Görevler:
- 1) Siyasi partiler hakkındaki açıklamada "Sn.Ümit ÖZDAĞ bir" ifadesinden başlayıp "yapmayacak argumanlara sahipler.." ifadesine kadar uzanan bölümün tamamını birebir yazıya geçiriniz.
- 2) Siyasi partiler hakkındaki açıklamada adı geçen kişilerin tümünü sıralayınız.
- 3) Siyasi partiler hakkındaki açıklamayı son cümlesinden sonra devam ettiriniz.

Belge Bölümü:

______________________________

|
Tweet |
“SÖYLEMLER TUTARLI DEĞİL, ÇÜNKÜ SİYASİ GEÇMİŞLERİYLE ÇELİŞİYORLAR”
YMP Elazığ İl Başkanı İsmail Hakkı Çevik, bazı siyasi partilerin bugün kamuoyuna sundukları söylemlerin geçmişteki tutumlarıyla örtüşmediğini belirterek şu değerlendirmeyi yaptı:
“ İYİ Parti ve A Partisi akraba partiler olarak ilk başta DEM ve CHP ile özellikle İstanbul Büyükşehir Belediye seçimlerinde ittifak yaparak birlikte hareket ettiler. Dolayısıyla bugün ortaya koydukları söylemlerle geçmişleri arasında büyük bir çelişki vardır. Bu nedenle iddialarının toplumda bir karşılık bulması mümkün değildir.”
Şu andaki BBP ' de rahmetli Muhsin YAZICIOĞLU' nun Mirası' nı taşıyaxak vizyonda değildir ve Cumhur İktidar ortağı değilmiş gibi eleştiriler yapıyorlar, bu eleştiriler hiç tutarlı görünmemekte, halk hayretle karşılamaktadır..
Sn.Ümit ÖZDAĞ bir parti genelbaşkanından ziyade, sanki babası rahmetli Muzaffer ÖZDAĞ gibi 27 Mayıs Darbesi ile büyüdüğünden olacak ki bir komite başkanı görüntüsünden kurtulamıyor..Söylemleri ve tavrı halka daima tedirginlik ve ayrıştırıcılık aşılmaktan öteye geçmiyor..
YRP ise, halkı hala Saltanatçılığı çağrıştırıcı Arap Modeli İslam Anlayışından kurtulamadan, büyük küresel güç olmaktan bahsediyor ve maalesef kendisi ve çocukları bu işlerden muaf gibi..!
Diğerleri zaten ya devlet partisi ya da % 20 İl de kurulan tabela partisi..Hepsi birleşse bir parti yapmayacak argumanlara sahipler..
AK Parti' ye gelince, bu parti misyonu neyse onu tamamladığı görülmekte, ancak kadroları uzun yıllar brokraside iş tutacağa benziyor.. AK PARTİ şunu gösterdi : Laiklik olmadan, ne dini, ne mezhebi , cumhuriyet ve demokrasi olmadan da ne ideolojik ve ne de milli çoğunluğun etkinliği kalır ve ne de az olan toplulukların hakları savunulabilir..Bir de bir cemaat, tarikat etkisinde devlet kurumları çalışamaz, ayrıca ehil olmayanlar tam çoğunlukla iktidar olunduğunda, kuvvetler ayrılığı zayıfladığında adalet kaybolur, ekonomi yeni tekeller oluşturur, siyasal parti içindeki zayıf insanlar bu imkanı şahsi menfaatlerine kullanabilme sakıncaları vardır..

______________________________

Kayıtlar:
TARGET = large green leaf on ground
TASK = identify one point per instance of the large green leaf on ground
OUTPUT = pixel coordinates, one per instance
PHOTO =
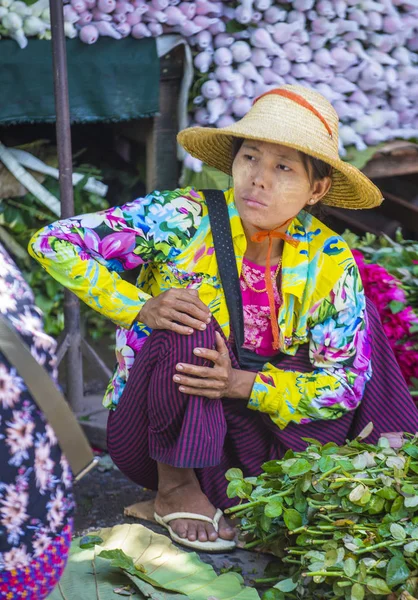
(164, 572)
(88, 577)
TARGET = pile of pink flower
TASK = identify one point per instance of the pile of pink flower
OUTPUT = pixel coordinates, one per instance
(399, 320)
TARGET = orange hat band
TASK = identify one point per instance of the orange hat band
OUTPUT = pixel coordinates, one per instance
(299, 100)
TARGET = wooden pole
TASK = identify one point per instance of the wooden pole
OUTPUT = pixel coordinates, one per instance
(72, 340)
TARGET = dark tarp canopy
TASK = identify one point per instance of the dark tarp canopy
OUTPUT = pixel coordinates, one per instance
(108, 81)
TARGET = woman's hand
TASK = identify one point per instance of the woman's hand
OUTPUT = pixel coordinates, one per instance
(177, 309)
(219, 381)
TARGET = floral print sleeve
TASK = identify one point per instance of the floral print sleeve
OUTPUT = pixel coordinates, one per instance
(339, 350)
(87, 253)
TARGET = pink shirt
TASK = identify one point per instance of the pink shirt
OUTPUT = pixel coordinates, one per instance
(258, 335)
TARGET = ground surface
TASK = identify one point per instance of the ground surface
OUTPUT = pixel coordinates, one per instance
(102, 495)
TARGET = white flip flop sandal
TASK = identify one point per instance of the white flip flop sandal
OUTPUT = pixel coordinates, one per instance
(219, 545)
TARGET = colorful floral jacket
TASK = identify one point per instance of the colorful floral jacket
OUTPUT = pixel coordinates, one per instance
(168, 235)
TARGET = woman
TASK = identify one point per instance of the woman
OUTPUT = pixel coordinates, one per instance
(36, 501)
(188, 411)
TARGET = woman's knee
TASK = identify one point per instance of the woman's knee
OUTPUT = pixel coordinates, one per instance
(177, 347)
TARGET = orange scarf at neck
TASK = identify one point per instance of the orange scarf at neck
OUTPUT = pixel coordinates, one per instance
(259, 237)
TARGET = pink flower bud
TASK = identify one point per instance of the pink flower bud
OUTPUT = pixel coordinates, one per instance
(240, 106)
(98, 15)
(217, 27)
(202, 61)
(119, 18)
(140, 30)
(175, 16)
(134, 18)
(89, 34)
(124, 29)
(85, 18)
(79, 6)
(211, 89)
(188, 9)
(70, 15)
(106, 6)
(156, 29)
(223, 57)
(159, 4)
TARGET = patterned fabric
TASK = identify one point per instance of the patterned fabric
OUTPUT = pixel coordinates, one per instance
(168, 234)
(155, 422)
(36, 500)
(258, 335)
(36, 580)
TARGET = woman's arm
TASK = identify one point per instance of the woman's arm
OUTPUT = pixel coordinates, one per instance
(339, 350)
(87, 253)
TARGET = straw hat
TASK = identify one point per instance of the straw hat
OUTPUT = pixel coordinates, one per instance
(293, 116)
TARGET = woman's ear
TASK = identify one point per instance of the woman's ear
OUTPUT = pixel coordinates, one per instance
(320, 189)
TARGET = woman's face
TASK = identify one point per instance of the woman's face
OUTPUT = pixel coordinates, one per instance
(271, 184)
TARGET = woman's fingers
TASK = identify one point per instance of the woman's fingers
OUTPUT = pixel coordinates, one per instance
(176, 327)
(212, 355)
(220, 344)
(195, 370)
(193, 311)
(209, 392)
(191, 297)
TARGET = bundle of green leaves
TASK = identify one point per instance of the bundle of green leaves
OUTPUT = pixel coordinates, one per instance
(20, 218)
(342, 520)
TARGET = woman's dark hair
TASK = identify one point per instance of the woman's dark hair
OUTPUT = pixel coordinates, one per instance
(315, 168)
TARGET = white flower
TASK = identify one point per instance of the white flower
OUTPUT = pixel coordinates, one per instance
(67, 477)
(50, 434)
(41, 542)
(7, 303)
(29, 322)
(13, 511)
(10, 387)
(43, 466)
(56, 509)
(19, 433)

______________________________

Nihai Cevaplar:
- 1)
Sn.Ümit ÖZDAĞ bir parti genelbaşkanından ziyade, sanki babası rahmetli Muzaffer ÖZDAĞ gibi 27 Mayıs Darbesi ile büyüdüğünden olacak ki bir komite başkanı görüntüsünden kurtulamıyor..Söylemleri ve tavrı halka daima tedirginlik ve ayrıştırıcılık aşılmaktan öteye geçmiyor..
YRP ise, halkı hala Saltanatçılığı çağrıştırıcı Arap Modeli İslam Anlayışından kurtulamadan, büyük küresel güç olmaktan bahsediyor ve maalesef kendisi ve çocukları bu işlerden muaf gibi..!
Diğerleri zaten ya devlet partisi ya da % 20 İl de kurulan tabela partisi..Hepsi birleşse bir parti yapmayacak argumanlara sahipler..

- 2) İsmail Hakkı Çevik, Muhsin YAZICIOĞLU, Ümit ÖZDAĞ, Muzaffer ÖZDAĞ

- 3)
Cumhur İktidarı bir de şunu göstermiştir ki bu çok önemli :
Halk, elli yıldan fazladır CHP Asker ve siyaset birlikteliği sonucu gelinen noktada, askerin elini çektiği CHP nin, halktan kopukluğu ile ne hale düştüğünü gördüğünden, siyasette askeri vesayeti artık kabullenilemeyeceğini anlamıştır.. Asker , bir parti, ,dış etken vs milli iradeye hükm edemez anlayışı, mecliste yazılı olan " Hakimiyet Kayıtsız Şartsız Milletindir" Serlevhasının yeniden tesisi ve siyasi ağırlığı anlamında meclisin, ancak milletin milli iradesi olduğu ve onun üstünde bir güç yoktur, anlayışı uyanmıştır..Olumlu icraattan da, olumsuz icraattanda 23 yıllık iktidardan ders çıkarılmış ve ne bir zümre, ne bir kabile, aşiret, ne şeyh ve ne de asker, mafya etkisi olmamalıdır bilinci acı tecrübelerle kafalara yazılmıştırş..Bu mafyatik çıkarların def'i tam gerçekleşmese de halk yinede bu çıkarcı osakları anlamış ve bertaraf edilmesi gerektiği bilincine gelmiştir.
Yapılacak seçimlerde bu bilince yakın olan partiyi kendisine temsilci yapacaktır..
“CHP’DE İDDİANAME İSPATLANIRSA TARİH OLUR; O MİSYONU DEVAM ETTİRECEK KADROLAR YMP’DE MEVCUTTUR”
Çevik, CHP hakkında ortaya atılan iddialara da değinerek önemli bir çıkış yaptı:
“CHP’de iddianame ispatlanırsa tarih olur. Ancak unutulmamalıdır ki ülkenin ihtiyaç duyduğu Atatürk milliyetçiliği misyonunu taşıyacak çok sayıda vatansever kadro Yerli ve Milli Parti’de fazlasıyla vardır.”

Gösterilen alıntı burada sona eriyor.